WORK TO DO
a. Answer these questions from the p-value excerpt, one line each, marked (i), (ii), (iii):
(i) What distribution does the normalized test statistic z have for a single-sample proportion?
(ii) From what distribution does the test statistic for a mean come?
(iii) Which computational technique does the excerpt feature, and in which chapter was it introduced?
b. Reproduce word for word the part of the p-value excerpt that opens with the words containing "In some cases, a" and closes with "the sample statistic.".
c. Carry on the p-value excerpt from its last sentence, picking up after the remark about bootstrapping.

Although the concept of the p-value is the same for both theory-based and simulation-based tests, there is one subtle difference. The theory-based p-value definition presented in Section 5.1 framed the notion of being extreme in terms of values of the test statistic (big formula - T or Z distribution), whereas the simulation-based p-value definition above directly refers to a sample statistic, such as a mean \(\bar{x}\).

In some cases, a theory-based test could directly use a sample statistic such as a proportion in computing a p-value. For a single-sample proportion, the CLT implies the sampling distribution of \(\hat{p}\) is approximately \(N(p_0,\left(SE\right)^2)\) where \(p_0\) is the null hypothesized value and \(SE=\sqrt{p_0(1-p_0)/n}\). The p-value for an observed sample statistic \(\hat{p}\) could be computed directly from the \(N(p_0,\left(SE\right)^2)\) distribution. Equivalently, the p-value can be computed as shown in Section 5.1 using the “normalized” test statistic \(z=(\hat{p}-p_0)/SE\) which has a standard normal \(N(0,1)\) distribution. In the normalized version, the test statistic is simply the z-score of the sample statistic.

However, the situation is somewhat different for a hypothesis test for a mean since the mathematics say the test statistic comes from a T distribution. A T distribution is somewhat similar (mean of 0 and symmetric) to a standard normal Z distribution, but a T distribution is not simply the “normalized” version of some other distribution in the same way that a Z distribution is. Therefore, the p-value for a mean \(\bar{x}\) must be obtained using the test statistic value computed from the formula and the appropriate T distribution. You can’t simply compute the p-value directly using \(\bar{x}\).

The points made by the previous paragraphs are somewhat subtle. It’s not necessary for the reader to fully comprehend those points to understand the difference between p-values for theory-based and simulation-based tests. In BOTH cases, the p-value is the probability of other samples being more extreme relative to \(H_0\) than the observed sample. For a theory-based test, the p-value is obtained using a test statistic and the distribution of the test statistic. For a simulation-based test, the p-value is obtained directly using the sample statistic and the simulation-based null distribution.

We conclude this section by noting that there are several computational techniques that are used to compute simulation-based null distributions. Above, we featured bootstrapping since that concept was already introduced in Chapter 4 and is the proper computational technique for simulation-based tests for single-sample means such as in the soda bottling examples.

DATA ROWS
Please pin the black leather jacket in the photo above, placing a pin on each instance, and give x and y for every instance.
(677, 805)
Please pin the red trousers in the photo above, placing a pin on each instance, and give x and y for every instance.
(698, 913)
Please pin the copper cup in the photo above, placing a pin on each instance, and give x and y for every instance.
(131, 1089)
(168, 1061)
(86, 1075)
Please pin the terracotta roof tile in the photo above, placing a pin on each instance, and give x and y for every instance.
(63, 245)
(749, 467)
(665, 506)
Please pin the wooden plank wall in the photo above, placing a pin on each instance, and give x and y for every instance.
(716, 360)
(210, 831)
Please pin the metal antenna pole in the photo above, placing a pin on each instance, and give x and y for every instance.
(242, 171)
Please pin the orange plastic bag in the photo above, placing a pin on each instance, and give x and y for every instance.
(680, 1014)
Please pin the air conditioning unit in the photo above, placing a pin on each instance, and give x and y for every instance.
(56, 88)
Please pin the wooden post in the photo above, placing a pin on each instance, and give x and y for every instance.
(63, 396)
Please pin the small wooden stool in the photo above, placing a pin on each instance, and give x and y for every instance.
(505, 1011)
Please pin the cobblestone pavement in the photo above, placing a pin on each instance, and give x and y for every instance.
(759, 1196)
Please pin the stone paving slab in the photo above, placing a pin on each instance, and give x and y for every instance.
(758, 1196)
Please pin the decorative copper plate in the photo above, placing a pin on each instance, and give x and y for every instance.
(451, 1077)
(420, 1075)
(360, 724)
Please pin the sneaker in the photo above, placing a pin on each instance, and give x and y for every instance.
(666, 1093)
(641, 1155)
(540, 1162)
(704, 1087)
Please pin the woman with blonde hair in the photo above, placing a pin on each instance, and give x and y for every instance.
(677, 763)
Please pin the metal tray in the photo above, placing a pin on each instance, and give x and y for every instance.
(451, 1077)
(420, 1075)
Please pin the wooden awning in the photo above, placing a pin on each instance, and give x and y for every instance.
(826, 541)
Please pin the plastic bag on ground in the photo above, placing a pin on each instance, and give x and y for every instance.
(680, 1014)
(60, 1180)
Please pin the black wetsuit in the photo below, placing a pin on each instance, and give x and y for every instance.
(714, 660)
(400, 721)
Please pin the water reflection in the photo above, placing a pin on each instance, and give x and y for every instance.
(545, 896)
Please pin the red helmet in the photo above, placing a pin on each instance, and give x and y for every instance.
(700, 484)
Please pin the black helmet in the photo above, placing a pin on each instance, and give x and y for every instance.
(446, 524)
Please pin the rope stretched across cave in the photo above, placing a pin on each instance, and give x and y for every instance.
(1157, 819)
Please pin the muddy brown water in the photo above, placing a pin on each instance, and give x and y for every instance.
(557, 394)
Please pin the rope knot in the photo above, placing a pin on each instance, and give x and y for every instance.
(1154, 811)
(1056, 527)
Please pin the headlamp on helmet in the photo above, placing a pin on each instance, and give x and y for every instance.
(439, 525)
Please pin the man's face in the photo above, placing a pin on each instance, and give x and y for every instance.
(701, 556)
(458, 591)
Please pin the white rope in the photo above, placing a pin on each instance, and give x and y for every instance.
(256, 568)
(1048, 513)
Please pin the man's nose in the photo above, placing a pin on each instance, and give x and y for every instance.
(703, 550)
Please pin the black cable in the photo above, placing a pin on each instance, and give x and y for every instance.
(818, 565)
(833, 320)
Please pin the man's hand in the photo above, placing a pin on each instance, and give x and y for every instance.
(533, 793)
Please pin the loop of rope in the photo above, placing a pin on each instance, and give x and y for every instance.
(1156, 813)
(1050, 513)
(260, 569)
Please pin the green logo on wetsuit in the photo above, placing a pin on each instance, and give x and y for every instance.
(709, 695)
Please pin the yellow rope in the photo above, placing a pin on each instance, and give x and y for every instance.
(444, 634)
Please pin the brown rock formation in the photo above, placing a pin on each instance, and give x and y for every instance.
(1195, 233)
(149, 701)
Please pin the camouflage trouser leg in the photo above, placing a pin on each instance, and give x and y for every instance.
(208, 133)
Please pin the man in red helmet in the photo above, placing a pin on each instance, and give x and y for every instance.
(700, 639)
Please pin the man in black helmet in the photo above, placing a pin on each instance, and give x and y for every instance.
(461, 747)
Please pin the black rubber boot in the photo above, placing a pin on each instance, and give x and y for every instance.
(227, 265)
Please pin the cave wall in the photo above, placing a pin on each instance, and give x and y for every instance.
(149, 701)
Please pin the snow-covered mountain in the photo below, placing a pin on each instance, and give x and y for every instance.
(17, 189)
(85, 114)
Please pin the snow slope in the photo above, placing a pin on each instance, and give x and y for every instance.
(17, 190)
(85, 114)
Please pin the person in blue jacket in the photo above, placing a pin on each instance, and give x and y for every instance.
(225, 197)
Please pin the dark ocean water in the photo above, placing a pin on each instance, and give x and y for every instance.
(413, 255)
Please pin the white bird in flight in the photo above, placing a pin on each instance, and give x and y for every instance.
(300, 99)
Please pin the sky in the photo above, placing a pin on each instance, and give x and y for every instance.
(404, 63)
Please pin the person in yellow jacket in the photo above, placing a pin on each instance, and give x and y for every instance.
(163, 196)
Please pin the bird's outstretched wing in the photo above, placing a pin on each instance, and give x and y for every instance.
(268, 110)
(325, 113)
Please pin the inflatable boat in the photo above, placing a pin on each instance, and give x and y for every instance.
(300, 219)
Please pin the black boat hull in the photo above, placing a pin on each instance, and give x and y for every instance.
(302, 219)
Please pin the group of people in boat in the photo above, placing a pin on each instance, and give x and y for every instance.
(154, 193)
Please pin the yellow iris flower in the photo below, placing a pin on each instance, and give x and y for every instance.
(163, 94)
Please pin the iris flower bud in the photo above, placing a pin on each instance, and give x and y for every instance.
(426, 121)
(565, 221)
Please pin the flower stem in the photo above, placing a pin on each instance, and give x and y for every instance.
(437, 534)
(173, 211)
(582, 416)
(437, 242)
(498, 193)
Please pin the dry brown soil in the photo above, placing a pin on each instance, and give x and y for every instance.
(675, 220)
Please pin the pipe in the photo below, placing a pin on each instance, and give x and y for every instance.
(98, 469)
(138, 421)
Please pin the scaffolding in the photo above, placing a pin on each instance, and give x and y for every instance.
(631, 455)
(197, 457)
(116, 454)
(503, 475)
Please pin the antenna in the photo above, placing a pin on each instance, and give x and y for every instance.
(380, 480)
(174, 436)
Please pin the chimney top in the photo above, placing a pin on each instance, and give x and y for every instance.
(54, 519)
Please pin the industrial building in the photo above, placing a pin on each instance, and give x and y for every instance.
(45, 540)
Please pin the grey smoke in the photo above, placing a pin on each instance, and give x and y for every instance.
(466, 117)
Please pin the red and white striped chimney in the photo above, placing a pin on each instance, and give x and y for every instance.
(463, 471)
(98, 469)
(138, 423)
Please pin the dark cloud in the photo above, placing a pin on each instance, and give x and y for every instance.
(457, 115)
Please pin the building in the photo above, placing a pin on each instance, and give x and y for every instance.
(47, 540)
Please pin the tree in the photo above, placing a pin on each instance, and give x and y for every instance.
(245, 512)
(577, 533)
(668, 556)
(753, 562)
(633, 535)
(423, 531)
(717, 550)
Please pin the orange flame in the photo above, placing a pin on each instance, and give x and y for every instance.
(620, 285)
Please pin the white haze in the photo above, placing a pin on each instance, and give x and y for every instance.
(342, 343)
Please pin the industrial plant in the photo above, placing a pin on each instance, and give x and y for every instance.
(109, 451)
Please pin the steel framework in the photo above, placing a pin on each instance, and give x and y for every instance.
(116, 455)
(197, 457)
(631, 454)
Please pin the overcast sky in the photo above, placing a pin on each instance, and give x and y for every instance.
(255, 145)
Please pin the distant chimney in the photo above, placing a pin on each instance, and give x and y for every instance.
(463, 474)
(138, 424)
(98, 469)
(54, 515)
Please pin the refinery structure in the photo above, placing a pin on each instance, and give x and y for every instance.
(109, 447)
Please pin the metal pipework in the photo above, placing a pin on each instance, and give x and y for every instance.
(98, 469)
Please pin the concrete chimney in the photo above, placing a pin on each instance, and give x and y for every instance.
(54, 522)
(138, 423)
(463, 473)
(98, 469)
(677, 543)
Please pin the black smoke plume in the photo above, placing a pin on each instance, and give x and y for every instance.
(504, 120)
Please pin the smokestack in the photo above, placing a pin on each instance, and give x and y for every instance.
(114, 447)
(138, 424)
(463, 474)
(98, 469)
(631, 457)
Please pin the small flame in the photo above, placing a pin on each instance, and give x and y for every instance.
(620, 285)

TASK ANSWERS
a.
(i) A standard normal N(0,1) distribution.
(ii) A T distribution.
(iii) Bootstrapping, introduced in Chapter 4.

b.
In some cases, a theory-based test could directly use a sample statistic such as a proportion in computing a p-value. For a single-sample proportion, the CLT implies the sampling distribution of \(\hat{p}\) is approximately \(N(p_0,\left(SE\right)^2)\) where \(p_0\) is the null hypothesized value and \(SE=\sqrt{p_0(1-p_0)/n}\). The p-value for an observed sample statistic \(\hat{p}\) could be computed directly from the \(N(p_0,\left(SE\right)^2)\) distribution. Equivalently, the p-value can be computed as shown in Section 5.1 using the “normalized” test statistic \(z=(\hat{p}-p_0)/SE\) which has a standard normal \(N(0,1)\) distribution. In the normalized version, the test statistic is simply the z-score of the sample statistic.

c.
The list below contains the computational techniques that will be featured for computing null distributions for various types of simulation-based hypothesis tests in the remainder of this chapter.

Computational Techniques for Simulation-Based Hypothesis Tests

  • Bootstrap Sampling - Tests for single-sample means
  • Random Draw Sampling - Tests for single-sample proportions
  • Permutation Sampling - “Difference of” tests for both means and proportions

In the case of single-sample means as discussed in this section, a bootstrapped simulation-based null distribution is basically just a bootstrap distribution, normally centered upon the original sample mean, just re-centered upon the null hypothesis assumption. In the other cases listed above, the simulation methods so not so easily explained. Stay tuned!

5.3 Bootstrap Mean Test

Having explored the concepts in general in the previous section, this section gets straight to an example demonstrating the Infer package code to conduct a simulation-based hypothesis test for a single-sample mean. We’ll return to the Curmudgeon Beverage, LLC data that was imported from a CSV file into the soda_curmudgeon table in Section 5.1. For the sake of comparison, we’ll run the same 95% two-sided hypothesis test on the data:

     
Null Hypothesis \(H_0\): \(\mu = 12\) average bottle contains 12oz of soda
Alternative Hypothesis \(H_A\): \(\mu \neq 12\) average is different from 12oz
Confidence Level: 95% \((\alpha = .05)\)  

With one exception, the code below is exactly like the Infer package code introduced in Section 4.9 to create a 10,000 repetition bootstrap distribution (simulation-based sampling distribution) containing the means of 10,000 “tweaked” bootstrap re-samples taken from the original sample with replacement. The only change below is the addition of the hypothesize() function into the flow of the piped function calls. The information passed into hypothesize() indicates that the null hypothesis involves a “point” estimate for a mean \(\mu=12\).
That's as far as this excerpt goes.